** Instructions to follow **
The full set of records needs to be retyped exactly.

** Exercise material **
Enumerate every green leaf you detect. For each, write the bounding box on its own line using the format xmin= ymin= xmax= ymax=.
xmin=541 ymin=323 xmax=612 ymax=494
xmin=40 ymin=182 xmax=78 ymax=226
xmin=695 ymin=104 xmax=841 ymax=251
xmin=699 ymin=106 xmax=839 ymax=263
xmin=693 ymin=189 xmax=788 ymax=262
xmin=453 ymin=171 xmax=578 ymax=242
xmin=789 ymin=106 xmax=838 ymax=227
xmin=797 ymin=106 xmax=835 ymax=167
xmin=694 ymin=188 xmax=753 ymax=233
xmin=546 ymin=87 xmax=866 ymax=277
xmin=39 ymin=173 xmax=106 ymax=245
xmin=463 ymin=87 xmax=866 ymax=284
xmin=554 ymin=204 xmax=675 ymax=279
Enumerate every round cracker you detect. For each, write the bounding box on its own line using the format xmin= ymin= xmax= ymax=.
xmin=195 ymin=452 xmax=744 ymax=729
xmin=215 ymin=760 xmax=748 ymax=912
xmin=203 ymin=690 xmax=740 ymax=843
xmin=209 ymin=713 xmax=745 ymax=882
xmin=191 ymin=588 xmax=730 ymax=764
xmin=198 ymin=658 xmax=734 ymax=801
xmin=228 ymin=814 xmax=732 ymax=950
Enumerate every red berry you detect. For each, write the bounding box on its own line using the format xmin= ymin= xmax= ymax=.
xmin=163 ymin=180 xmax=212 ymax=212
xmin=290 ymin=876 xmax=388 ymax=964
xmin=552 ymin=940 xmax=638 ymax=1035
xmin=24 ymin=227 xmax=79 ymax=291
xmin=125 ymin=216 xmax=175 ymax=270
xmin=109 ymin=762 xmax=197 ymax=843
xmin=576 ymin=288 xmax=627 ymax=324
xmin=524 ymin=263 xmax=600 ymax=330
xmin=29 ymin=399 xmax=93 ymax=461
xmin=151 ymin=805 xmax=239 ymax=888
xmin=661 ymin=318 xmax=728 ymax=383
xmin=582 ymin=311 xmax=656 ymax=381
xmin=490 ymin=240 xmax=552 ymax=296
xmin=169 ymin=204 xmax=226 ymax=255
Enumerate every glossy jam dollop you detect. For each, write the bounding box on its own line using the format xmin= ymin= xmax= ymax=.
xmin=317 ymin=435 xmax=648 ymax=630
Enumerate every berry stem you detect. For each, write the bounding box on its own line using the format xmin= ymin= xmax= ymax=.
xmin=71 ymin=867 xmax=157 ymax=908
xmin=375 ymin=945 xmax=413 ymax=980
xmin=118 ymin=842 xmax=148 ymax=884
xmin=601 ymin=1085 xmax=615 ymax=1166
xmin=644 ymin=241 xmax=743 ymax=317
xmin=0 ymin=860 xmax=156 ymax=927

** Finished exercise **
Enumerate every green leaf you detect. For each, write the bounding box on its own line using the format xmin= ymin= xmax= ymax=.
xmin=541 ymin=323 xmax=612 ymax=494
xmin=40 ymin=182 xmax=78 ymax=226
xmin=695 ymin=104 xmax=841 ymax=251
xmin=699 ymin=106 xmax=839 ymax=263
xmin=693 ymin=189 xmax=788 ymax=262
xmin=453 ymin=171 xmax=578 ymax=242
xmin=789 ymin=106 xmax=838 ymax=227
xmin=797 ymin=106 xmax=835 ymax=167
xmin=694 ymin=188 xmax=753 ymax=233
xmin=546 ymin=87 xmax=866 ymax=277
xmin=39 ymin=173 xmax=106 ymax=245
xmin=463 ymin=87 xmax=866 ymax=284
xmin=554 ymin=204 xmax=675 ymax=279
Enumerate every round cracker you detect. For each, write the bounding box on its own line using the format xmin= ymin= xmax= ymax=.
xmin=195 ymin=452 xmax=744 ymax=729
xmin=215 ymin=760 xmax=748 ymax=912
xmin=203 ymin=690 xmax=740 ymax=843
xmin=209 ymin=713 xmax=745 ymax=882
xmin=191 ymin=588 xmax=730 ymax=764
xmin=198 ymin=658 xmax=734 ymax=801
xmin=228 ymin=814 xmax=732 ymax=950
Enumerate every red berry you detect. For each, write the bounding box on its own line using the format xmin= ymin= xmax= ymax=.
xmin=163 ymin=180 xmax=212 ymax=212
xmin=290 ymin=876 xmax=388 ymax=964
xmin=552 ymin=940 xmax=638 ymax=1035
xmin=24 ymin=227 xmax=79 ymax=291
xmin=125 ymin=216 xmax=175 ymax=270
xmin=109 ymin=762 xmax=197 ymax=843
xmin=576 ymin=288 xmax=627 ymax=324
xmin=524 ymin=263 xmax=600 ymax=330
xmin=29 ymin=399 xmax=93 ymax=461
xmin=151 ymin=805 xmax=239 ymax=888
xmin=661 ymin=318 xmax=728 ymax=383
xmin=582 ymin=311 xmax=656 ymax=381
xmin=490 ymin=240 xmax=552 ymax=296
xmin=169 ymin=204 xmax=226 ymax=255
Enumerate every glossy jam dollop you detect. For each, write the bounding box on its own line using the format xmin= ymin= xmax= ymax=.
xmin=317 ymin=435 xmax=648 ymax=630
Enumerate every berry stem you detect. For each, write the bounding box on its own line using the format xmin= ymin= xmax= ymax=.
xmin=71 ymin=867 xmax=157 ymax=908
xmin=375 ymin=945 xmax=413 ymax=980
xmin=118 ymin=842 xmax=148 ymax=884
xmin=601 ymin=1085 xmax=615 ymax=1166
xmin=644 ymin=241 xmax=743 ymax=317
xmin=0 ymin=860 xmax=156 ymax=927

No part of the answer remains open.